If a picture’s worth a thousand words, then I’ve looked at a veritable illustrated novel about squirrels. Fat squirrels, skinny squirrels, squirrels who climb on rocks…. You get the, um, picture.
But such is my happy duty when it comes to judging the annual Squirrel Week Squirrel Photography Contest.
The winner this year is Kristy Casto of Ashburn, Va., twice a runner-up in earlier contests. She titled her photo of a juvenile squirrel looking up at its mother “Just One Bite.”
Kristy is in the Army and works in military medicine. Squirrels visit her deck often, so often that she’s come to know individual animals. “That’s Scrattie Sue and one of her babies,” Kristy said of her winning entry.
Said Kristy: “I have a bazillion squirrel photos. I have kids too, but I don’t have as many pictures of them. My kids will remind me of that.”
Why such affection for an oft-maligned rodent?
“They are super intelligent little creatures,” Kristy said. “Their athleticism and agility is amazing to watch. They have distinct personalities. I’m a student of squirrels now.”
And an award-winning squirrel photographer. What does Kristy look for when composing a picture?

**WORK ITEM**
Answer these about the squirrel photography contest article:
1. Where is this year's winner from?
2. What field does she work in?
3. What name does she give the squirrel in her winning photo?

**DATA FOR REVIEW**
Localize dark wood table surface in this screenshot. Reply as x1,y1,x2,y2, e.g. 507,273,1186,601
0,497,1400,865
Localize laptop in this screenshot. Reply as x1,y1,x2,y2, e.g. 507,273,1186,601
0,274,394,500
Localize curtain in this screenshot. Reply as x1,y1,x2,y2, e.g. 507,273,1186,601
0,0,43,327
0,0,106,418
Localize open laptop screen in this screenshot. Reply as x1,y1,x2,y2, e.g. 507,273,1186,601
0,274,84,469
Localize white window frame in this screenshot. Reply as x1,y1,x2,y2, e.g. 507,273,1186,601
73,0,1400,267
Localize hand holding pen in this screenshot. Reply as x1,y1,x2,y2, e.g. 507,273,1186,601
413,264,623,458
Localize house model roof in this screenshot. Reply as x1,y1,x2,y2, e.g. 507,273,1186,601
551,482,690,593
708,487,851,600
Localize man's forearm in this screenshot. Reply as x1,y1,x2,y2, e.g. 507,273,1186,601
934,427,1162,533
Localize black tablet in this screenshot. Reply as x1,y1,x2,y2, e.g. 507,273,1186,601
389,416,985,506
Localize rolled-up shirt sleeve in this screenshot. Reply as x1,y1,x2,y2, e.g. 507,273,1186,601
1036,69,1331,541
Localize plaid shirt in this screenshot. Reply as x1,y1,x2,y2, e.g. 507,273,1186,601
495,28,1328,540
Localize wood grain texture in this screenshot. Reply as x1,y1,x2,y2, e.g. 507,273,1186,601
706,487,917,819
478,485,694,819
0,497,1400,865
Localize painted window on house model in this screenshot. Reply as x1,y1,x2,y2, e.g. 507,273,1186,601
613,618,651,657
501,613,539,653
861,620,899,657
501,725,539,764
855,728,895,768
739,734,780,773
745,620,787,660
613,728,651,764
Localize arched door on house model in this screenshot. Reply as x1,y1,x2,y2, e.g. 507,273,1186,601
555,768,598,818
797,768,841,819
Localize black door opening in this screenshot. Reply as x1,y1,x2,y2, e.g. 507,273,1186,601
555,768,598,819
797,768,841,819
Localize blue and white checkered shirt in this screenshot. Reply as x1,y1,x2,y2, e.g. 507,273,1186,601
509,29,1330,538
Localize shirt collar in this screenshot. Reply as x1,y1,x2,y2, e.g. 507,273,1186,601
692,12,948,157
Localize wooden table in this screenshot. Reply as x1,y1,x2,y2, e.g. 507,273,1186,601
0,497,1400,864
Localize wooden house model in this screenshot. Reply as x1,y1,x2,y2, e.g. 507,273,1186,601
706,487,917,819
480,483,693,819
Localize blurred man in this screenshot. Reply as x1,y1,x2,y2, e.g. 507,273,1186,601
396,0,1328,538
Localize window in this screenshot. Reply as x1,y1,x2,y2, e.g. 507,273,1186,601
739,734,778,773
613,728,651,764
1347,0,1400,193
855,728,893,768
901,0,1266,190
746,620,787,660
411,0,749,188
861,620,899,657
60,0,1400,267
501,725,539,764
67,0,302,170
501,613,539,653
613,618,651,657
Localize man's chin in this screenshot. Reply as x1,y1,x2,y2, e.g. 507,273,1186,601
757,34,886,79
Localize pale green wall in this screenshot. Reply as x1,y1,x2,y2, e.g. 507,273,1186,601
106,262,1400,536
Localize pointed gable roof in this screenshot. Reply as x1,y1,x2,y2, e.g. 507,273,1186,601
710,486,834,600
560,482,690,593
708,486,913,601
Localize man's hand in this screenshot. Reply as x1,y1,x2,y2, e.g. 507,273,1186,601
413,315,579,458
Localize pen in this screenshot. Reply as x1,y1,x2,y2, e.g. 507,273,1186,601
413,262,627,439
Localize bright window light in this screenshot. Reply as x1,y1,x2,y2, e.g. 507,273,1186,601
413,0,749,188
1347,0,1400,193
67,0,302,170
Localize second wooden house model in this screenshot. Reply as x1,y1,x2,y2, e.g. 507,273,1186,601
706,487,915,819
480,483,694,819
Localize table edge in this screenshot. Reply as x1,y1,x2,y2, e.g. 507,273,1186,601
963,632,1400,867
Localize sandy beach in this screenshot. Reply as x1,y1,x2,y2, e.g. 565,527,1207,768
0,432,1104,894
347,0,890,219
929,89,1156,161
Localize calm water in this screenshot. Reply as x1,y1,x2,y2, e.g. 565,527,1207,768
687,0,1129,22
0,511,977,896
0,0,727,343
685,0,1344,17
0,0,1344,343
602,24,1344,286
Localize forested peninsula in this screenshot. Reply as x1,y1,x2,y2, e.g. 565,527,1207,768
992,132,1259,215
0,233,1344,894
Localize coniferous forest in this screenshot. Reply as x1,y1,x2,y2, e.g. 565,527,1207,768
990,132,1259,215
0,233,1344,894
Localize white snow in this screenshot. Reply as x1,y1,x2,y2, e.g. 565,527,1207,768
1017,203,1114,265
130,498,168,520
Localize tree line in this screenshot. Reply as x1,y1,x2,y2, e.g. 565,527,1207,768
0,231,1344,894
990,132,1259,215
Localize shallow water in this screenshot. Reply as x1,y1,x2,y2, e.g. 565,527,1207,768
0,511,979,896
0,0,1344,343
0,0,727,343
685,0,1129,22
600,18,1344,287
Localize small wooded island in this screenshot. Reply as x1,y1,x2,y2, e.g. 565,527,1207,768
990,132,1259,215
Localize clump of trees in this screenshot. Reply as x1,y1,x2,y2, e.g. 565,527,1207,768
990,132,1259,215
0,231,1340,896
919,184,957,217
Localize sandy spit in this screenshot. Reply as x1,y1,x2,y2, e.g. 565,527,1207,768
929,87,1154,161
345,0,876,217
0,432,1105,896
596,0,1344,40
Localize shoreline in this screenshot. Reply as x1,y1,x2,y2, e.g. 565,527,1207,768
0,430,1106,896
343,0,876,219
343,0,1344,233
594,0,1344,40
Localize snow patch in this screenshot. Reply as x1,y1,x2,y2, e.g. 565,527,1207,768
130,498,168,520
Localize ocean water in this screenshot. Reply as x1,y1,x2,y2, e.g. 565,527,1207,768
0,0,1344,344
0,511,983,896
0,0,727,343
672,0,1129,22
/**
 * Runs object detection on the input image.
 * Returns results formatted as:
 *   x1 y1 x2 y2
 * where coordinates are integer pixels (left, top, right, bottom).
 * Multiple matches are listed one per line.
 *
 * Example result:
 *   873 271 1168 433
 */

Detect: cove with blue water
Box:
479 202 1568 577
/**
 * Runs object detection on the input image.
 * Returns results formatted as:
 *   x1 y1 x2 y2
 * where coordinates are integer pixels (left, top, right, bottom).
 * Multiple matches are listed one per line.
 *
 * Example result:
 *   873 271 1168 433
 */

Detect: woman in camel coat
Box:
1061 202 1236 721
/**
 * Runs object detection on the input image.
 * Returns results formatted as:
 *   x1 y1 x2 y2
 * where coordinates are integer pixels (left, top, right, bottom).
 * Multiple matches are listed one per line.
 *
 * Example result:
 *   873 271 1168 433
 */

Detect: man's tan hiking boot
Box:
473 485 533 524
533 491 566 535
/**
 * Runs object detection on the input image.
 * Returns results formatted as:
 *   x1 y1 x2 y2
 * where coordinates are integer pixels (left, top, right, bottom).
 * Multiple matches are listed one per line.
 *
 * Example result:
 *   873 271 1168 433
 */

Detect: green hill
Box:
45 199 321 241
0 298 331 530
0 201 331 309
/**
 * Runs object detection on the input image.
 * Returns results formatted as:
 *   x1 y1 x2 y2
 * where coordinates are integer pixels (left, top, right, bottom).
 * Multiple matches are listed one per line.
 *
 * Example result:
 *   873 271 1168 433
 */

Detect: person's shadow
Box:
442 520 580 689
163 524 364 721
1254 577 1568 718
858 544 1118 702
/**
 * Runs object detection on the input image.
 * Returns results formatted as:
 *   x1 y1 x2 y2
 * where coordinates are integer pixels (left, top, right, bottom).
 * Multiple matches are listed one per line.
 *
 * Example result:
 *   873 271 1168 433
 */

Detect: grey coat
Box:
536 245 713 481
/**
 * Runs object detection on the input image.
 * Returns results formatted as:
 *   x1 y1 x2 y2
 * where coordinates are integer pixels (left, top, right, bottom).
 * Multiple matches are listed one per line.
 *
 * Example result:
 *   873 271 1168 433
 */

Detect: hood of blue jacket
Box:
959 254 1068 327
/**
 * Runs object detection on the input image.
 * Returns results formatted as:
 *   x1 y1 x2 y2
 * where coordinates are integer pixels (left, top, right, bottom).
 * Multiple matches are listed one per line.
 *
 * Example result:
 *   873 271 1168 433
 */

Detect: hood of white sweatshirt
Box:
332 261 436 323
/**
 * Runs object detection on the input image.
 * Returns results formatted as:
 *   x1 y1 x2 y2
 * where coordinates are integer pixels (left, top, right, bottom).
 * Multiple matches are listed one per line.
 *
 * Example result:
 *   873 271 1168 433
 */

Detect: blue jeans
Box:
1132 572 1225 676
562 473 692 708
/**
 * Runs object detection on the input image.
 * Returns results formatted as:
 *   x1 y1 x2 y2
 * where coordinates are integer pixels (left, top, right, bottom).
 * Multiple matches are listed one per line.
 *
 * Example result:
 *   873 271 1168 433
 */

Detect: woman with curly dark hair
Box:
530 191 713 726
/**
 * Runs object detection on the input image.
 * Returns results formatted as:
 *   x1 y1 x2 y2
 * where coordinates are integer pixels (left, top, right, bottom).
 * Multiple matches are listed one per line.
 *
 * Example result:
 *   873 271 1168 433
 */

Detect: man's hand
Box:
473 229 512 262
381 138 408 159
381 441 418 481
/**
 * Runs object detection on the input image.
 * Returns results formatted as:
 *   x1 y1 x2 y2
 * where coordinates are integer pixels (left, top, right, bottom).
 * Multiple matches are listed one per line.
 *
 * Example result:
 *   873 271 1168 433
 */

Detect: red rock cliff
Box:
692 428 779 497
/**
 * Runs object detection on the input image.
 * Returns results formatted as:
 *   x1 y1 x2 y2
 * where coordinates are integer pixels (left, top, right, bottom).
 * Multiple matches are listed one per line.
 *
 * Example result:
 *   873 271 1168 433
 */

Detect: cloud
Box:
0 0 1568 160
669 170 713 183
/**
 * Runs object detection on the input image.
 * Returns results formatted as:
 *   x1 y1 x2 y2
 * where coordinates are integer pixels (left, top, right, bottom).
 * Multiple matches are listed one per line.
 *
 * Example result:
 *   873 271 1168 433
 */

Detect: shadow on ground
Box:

**ANSWER FOR THIS EXERCISE**
1. Ashburn, Va.
2. Military medicine (she is in the Army).
3. Scrattie Sue.